§ Written task:
Can you copy the lines from the one that contains "query | green tree foliage" through the end of the material below, exactly and with nothing else?

§ Exercise data:
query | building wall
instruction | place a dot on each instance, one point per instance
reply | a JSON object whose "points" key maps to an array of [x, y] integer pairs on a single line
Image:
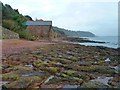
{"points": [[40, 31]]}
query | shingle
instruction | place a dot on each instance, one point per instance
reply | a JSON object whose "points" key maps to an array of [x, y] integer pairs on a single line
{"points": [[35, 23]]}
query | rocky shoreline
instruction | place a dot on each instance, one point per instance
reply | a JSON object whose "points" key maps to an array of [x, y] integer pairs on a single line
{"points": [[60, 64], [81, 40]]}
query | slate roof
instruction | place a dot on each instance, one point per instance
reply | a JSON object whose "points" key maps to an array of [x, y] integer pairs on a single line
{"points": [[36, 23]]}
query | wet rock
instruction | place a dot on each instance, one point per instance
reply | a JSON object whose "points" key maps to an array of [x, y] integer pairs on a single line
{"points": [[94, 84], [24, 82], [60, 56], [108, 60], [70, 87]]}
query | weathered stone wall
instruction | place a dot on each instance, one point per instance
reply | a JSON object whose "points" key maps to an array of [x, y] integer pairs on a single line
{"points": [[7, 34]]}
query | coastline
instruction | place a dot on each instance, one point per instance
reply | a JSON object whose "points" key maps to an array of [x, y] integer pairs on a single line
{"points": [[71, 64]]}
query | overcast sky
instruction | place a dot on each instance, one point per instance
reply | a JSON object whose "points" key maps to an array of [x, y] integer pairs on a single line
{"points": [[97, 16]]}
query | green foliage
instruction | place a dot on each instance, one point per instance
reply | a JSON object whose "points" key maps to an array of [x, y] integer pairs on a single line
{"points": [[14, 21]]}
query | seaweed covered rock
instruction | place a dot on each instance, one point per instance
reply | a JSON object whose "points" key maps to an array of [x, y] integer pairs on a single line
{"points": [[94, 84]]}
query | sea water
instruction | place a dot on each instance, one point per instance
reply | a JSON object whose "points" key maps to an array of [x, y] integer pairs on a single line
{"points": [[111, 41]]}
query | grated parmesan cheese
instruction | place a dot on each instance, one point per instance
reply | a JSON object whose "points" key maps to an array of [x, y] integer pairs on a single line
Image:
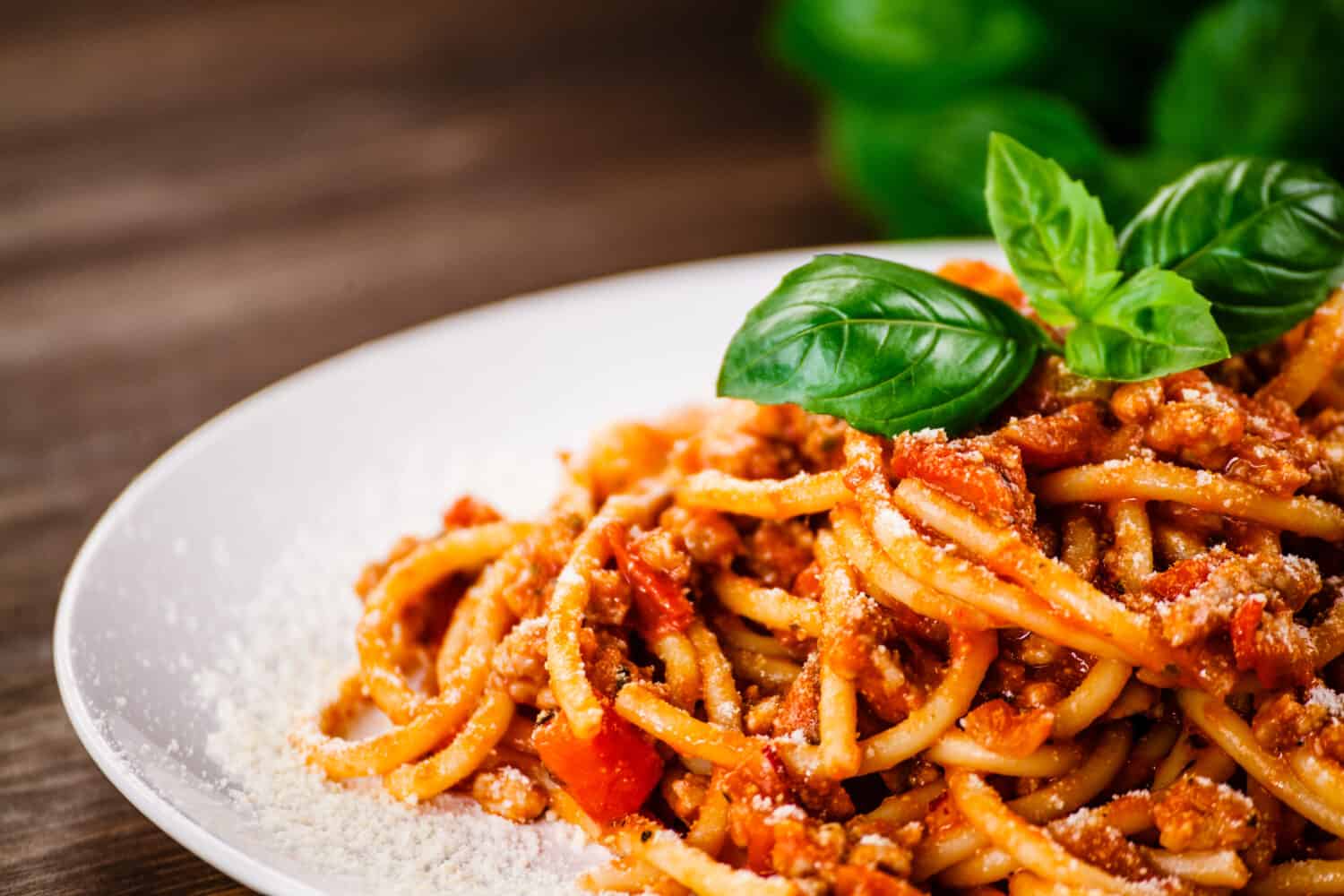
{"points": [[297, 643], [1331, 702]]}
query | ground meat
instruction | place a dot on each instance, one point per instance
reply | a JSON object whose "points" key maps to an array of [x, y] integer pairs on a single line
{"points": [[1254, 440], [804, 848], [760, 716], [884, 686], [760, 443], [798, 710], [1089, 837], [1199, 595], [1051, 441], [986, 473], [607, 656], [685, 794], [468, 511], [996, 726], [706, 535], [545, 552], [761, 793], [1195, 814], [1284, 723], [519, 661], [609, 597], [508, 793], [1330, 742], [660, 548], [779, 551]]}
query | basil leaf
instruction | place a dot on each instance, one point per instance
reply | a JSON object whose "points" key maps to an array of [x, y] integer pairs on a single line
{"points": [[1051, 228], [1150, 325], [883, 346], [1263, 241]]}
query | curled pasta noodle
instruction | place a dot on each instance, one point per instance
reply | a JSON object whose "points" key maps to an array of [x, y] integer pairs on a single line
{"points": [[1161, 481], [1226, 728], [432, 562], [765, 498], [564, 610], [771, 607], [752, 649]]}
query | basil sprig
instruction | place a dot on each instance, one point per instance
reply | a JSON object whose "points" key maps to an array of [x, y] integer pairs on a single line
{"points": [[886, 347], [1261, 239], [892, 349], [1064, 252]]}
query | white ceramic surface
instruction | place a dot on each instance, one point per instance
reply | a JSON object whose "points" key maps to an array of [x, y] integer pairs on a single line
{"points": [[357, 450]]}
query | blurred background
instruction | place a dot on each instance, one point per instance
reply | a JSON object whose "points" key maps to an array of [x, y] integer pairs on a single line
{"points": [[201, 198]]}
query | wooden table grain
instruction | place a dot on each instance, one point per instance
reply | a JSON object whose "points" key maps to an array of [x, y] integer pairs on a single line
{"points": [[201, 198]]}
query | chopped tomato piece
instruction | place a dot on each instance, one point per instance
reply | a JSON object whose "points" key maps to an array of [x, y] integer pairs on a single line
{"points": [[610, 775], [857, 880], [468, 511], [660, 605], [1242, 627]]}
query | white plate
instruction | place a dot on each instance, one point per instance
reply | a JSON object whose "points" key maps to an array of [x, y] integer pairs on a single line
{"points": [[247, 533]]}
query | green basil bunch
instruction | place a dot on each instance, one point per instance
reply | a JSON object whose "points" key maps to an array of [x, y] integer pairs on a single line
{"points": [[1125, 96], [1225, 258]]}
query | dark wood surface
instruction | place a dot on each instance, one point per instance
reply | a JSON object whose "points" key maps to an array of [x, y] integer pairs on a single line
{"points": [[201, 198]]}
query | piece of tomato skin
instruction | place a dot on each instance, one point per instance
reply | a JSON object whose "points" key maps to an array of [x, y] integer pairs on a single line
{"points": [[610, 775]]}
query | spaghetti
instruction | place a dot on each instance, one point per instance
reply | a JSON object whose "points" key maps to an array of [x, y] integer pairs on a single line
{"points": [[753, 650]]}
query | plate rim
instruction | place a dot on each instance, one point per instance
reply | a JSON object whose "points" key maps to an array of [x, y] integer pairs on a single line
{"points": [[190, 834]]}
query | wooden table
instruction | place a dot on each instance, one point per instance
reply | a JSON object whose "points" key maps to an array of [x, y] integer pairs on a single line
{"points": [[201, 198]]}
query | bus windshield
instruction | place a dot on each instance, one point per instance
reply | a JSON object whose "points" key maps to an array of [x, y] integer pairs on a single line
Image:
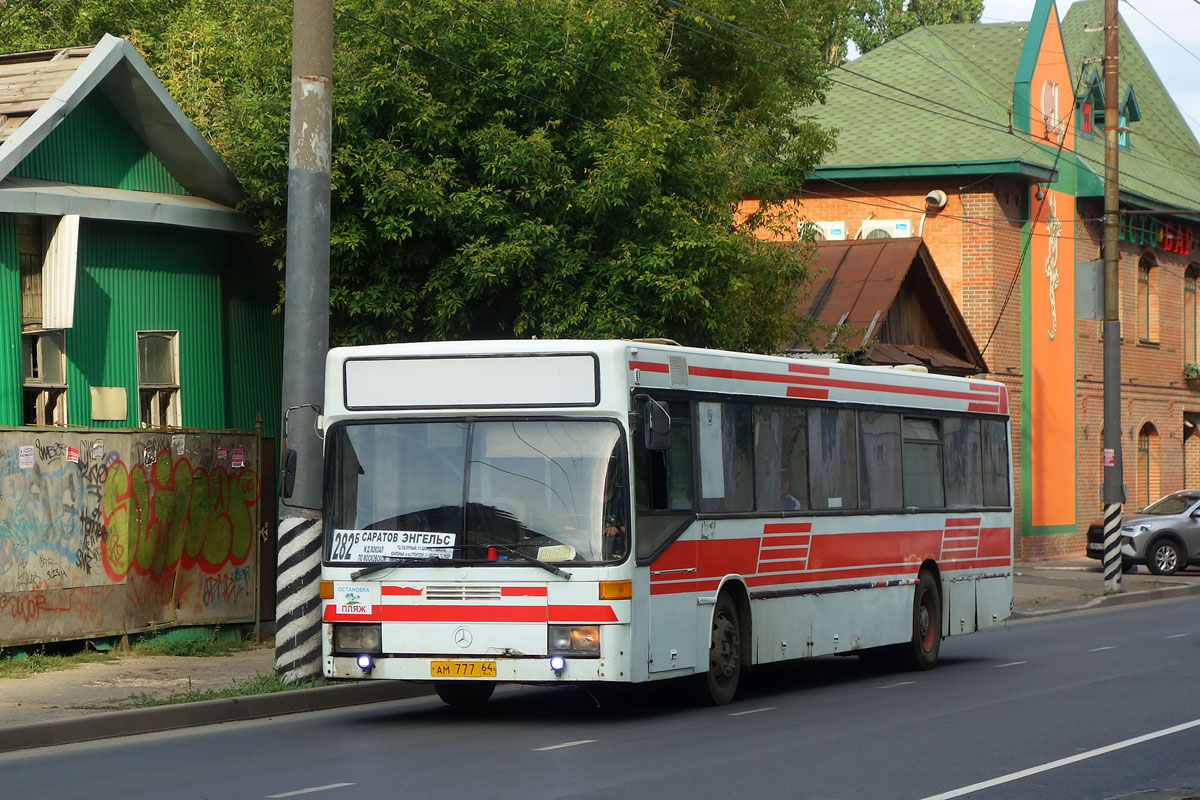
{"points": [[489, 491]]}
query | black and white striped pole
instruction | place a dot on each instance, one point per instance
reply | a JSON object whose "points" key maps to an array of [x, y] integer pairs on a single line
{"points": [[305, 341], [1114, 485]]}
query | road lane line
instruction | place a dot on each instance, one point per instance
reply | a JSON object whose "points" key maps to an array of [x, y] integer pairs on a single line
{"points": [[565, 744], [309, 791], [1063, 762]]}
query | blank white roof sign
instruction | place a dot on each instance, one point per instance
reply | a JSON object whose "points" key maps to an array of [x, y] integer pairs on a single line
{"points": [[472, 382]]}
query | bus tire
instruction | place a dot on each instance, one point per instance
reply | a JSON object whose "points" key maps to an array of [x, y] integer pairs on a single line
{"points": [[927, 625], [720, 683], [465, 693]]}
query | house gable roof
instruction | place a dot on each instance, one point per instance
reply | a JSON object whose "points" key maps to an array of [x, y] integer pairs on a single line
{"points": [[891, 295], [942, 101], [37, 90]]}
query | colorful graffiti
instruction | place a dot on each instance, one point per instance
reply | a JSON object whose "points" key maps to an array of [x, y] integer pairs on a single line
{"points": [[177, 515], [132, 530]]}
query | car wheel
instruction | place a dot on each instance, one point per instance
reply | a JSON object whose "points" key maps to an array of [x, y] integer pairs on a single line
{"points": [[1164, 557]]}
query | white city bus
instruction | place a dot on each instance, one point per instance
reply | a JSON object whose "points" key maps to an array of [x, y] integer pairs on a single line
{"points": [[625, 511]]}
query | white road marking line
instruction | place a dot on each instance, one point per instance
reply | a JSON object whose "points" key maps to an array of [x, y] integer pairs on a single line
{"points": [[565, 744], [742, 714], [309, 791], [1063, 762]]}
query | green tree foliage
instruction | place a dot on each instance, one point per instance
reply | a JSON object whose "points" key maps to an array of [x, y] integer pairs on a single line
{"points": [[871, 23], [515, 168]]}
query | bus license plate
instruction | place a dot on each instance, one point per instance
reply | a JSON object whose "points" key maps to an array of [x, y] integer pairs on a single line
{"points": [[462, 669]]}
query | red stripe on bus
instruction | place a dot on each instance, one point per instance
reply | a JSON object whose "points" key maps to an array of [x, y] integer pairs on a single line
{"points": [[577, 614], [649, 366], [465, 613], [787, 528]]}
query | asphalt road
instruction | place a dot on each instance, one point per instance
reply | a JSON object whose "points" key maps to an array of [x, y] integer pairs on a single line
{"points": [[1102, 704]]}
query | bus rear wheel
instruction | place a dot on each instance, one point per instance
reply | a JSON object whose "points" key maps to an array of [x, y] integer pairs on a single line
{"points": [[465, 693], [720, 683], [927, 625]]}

§ Written response:
query | green tree foliage
instruction | place a dot on each instance, one point per instance
reply | a JSON object whose "points" key maps to an array of [x, y] integer pairs on a single line
{"points": [[871, 23], [515, 168]]}
query | bus license plate
instruction | place a dot on each instance, one point per instance
reply | a JSON object whose "points" key maps to an array of [x, y] integer pairs on a single line
{"points": [[462, 669]]}
query | red stripe on bus
instruction | place a dot on each instance, one point per instance
reply | a JSON object whose "points" key maps to an array of [x, y] integer pairs on a single line
{"points": [[577, 614], [649, 366], [465, 613], [787, 528]]}
query | asphalt road
instruction | place a dot on each instance, one point per instance
reply | a JSON object whose "points" key maps to an array of [x, y] integer pairs on a single line
{"points": [[1102, 704]]}
query | bus rear wheel
instruction | place a dot on each instance, one point per instance
reply | a JSON object whose "points" key maps to an array of [x, y] integer pairs on a single line
{"points": [[465, 693], [720, 683], [927, 625]]}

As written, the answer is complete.